▶ EXERCISE BRIEF
Read the records and write them out again exactly.

Point labeling dataset excerpts:

## Start

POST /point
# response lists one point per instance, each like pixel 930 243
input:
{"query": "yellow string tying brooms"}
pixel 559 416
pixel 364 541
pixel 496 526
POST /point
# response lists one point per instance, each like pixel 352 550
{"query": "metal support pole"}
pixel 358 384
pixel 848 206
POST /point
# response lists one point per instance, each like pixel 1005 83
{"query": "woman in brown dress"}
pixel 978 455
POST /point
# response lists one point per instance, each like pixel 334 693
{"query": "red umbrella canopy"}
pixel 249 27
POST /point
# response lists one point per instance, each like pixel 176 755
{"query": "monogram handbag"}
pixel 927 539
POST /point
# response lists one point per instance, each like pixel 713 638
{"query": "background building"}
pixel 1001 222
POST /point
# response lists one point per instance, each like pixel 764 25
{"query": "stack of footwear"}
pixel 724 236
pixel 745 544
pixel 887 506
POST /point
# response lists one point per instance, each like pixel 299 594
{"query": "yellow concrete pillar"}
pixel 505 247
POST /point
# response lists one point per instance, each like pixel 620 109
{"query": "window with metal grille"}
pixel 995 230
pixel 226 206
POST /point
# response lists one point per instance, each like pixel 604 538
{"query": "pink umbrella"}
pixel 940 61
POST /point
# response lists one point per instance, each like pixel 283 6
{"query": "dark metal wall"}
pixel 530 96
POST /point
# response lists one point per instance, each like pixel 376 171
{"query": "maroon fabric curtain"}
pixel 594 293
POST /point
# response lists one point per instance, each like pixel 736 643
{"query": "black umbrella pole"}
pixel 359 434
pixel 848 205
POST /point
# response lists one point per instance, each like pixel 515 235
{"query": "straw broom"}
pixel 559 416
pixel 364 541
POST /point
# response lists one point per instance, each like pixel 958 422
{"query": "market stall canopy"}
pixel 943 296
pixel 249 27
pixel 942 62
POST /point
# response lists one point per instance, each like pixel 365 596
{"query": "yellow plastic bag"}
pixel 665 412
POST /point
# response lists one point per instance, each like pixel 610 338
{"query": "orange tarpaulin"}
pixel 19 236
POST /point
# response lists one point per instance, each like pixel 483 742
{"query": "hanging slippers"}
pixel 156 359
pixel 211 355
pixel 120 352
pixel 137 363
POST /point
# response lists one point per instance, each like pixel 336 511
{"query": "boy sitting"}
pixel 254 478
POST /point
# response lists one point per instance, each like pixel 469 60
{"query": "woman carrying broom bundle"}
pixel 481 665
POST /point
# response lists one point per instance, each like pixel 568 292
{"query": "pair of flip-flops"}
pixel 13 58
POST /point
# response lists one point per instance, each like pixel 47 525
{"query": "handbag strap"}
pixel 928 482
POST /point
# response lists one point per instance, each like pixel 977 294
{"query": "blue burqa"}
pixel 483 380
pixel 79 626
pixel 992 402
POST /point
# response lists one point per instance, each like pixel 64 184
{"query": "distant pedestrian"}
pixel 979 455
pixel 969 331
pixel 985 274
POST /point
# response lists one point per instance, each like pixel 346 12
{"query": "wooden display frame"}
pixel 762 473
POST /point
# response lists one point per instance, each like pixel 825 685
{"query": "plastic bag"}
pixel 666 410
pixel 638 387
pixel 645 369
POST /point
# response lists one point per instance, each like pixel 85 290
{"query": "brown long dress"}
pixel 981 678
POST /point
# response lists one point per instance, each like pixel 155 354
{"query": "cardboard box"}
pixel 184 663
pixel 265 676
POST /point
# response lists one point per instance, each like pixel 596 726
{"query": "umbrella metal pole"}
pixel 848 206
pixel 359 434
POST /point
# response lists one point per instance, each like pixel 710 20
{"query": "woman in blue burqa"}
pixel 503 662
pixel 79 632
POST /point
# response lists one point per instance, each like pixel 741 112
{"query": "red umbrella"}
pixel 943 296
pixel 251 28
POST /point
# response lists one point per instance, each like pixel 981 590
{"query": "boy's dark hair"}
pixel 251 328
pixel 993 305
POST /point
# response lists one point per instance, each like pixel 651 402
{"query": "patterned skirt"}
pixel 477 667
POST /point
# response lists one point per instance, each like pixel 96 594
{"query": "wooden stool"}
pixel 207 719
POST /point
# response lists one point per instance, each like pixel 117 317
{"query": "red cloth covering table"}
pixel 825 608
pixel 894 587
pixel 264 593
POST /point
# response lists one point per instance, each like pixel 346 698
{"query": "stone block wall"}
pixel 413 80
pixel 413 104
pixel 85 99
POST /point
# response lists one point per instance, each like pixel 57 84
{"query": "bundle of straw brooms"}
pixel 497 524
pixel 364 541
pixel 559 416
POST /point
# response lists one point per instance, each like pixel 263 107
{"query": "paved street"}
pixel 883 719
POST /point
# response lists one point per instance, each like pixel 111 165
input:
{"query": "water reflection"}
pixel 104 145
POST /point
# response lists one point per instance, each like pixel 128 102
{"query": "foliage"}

## End

▶ REPLY
POST /point
# response lists one point per instance, each like pixel 930 243
input:
{"query": "yellow string tying brooms"}
pixel 559 416
pixel 364 541
pixel 496 526
POST /point
# response lists one point per instance, each like pixel 352 550
{"query": "metal support pole"}
pixel 358 384
pixel 848 206
POST /point
# response lists one point per instance, each like pixel 1005 83
{"query": "woman in brown dress"}
pixel 978 455
POST /point
# response lists one point per instance, each like pixel 334 693
{"query": "red umbrella canopy"}
pixel 249 27
POST /point
# response lists one point per instance, each like pixel 176 755
{"query": "monogram handbag"}
pixel 927 539
POST /point
# response lists one point per instance, each like pixel 713 638
{"query": "background building"}
pixel 1001 222
POST /point
# response lists one point per instance, each like pixel 764 25
{"query": "stack of footwear"}
pixel 724 236
pixel 745 544
pixel 887 506
POST /point
# response lists one point per instance, each like pixel 299 594
{"query": "yellow concrete pillar"}
pixel 505 247
POST /point
# response lists one point per instance, each like pixel 620 109
{"query": "window with metal grille"}
pixel 995 230
pixel 226 206
POST /point
# response lists one point per instance, each like pixel 604 538
{"query": "pink umbrella"}
pixel 940 61
POST /point
# response lists one point per instance, each like pixel 283 6
{"query": "dark metal wall"}
pixel 530 96
POST /point
# response lists one point per instance, each like pixel 376 171
{"query": "maroon fabric curtain"}
pixel 594 293
POST /point
# response lists one point per instance, each like pixel 736 643
{"query": "black umbrella pole"}
pixel 359 434
pixel 848 205
POST /point
# response lists one point per instance, each like pixel 515 235
{"query": "straw broom"}
pixel 559 416
pixel 364 541
POST /point
# response lists one point per instance, each like pixel 958 422
{"query": "market stall canopy"}
pixel 943 296
pixel 249 27
pixel 942 62
POST /point
# response lists one point per instance, each like pixel 365 596
{"query": "yellow plastic bag"}
pixel 665 412
POST /point
# response lists one point per instance, each like pixel 610 338
{"query": "orange tarpaulin"}
pixel 19 236
POST /point
# response lists one point per instance, each like pixel 483 742
{"query": "hanging slippers"}
pixel 156 359
pixel 211 355
pixel 120 352
pixel 137 363
POST /point
# response lists one point per instance, each like pixel 336 511
{"query": "boy sitting"}
pixel 254 478
POST /point
# response lists one point per instance, each like pixel 469 60
{"query": "woman carrying broom bundle"}
pixel 481 665
POST /point
# response lists one point per instance, each like pixel 568 292
{"query": "pair of flip-flops"}
pixel 13 58
POST /point
# response lists one point per instance, each like pixel 47 525
{"query": "handbag strap"}
pixel 928 482
POST /point
# response lists one point per instance, each like pixel 977 294
{"query": "blue burqa"}
pixel 483 380
pixel 79 626
pixel 992 402
POST /point
# response lists one point per instance, each like pixel 64 184
{"query": "distant pedestrian"}
pixel 979 455
pixel 969 331
pixel 985 274
POST /point
# response lists one point per instance, each like pixel 346 12
{"query": "wooden display frame"}
pixel 762 473
POST /point
# response lists one point per instance, each like pixel 825 685
{"query": "plastic bag"}
pixel 666 410
pixel 638 387
pixel 645 369
POST /point
# response lists one point per instance, each like pixel 85 290
{"query": "brown long dress"}
pixel 981 678
POST /point
# response lists one point per instance, each like pixel 155 354
{"query": "cardboard box"}
pixel 184 663
pixel 265 676
POST /point
# response lists one point per instance, each like pixel 596 726
{"query": "umbrella metal pole"}
pixel 848 206
pixel 359 434
POST /point
# response lists one point per instance, each like pixel 710 20
{"query": "woman in blue burqa"}
pixel 503 662
pixel 79 632
POST /point
# response lists one point per instance, each like pixel 741 112
{"query": "red umbrella"}
pixel 943 296
pixel 251 28
POST /point
# response lists one point per instance, each like pixel 981 590
{"query": "boy's dark hair"}
pixel 251 328
pixel 993 305
POST /point
# response lists one point per instance, each like pixel 651 402
{"query": "patterned skirt"}
pixel 477 667
POST /point
# response lists one point per instance, each like pixel 96 594
{"query": "wooden stool"}
pixel 207 719
POST /point
# response lists one point per instance, each like pixel 117 317
{"query": "red cloth covering table"}
pixel 825 608
pixel 894 587
pixel 264 593
POST /point
# response lists one point per instance, each like pixel 346 698
{"query": "stone block wall"}
pixel 413 80
pixel 413 104
pixel 85 99
POST /point
# response lists one point per instance, each like pixel 57 84
{"query": "bundle of straw brooms"}
pixel 497 524
pixel 364 541
pixel 559 416
POST /point
# response lists one point per instance, each like pixel 263 107
{"query": "paved street"}
pixel 883 719
POST /point
# response lists one point per instance, each like pixel 111 165
input:
{"query": "water reflection"}
pixel 104 145
POST /point
# response lists one point per instance, each like pixel 128 102
{"query": "foliage"}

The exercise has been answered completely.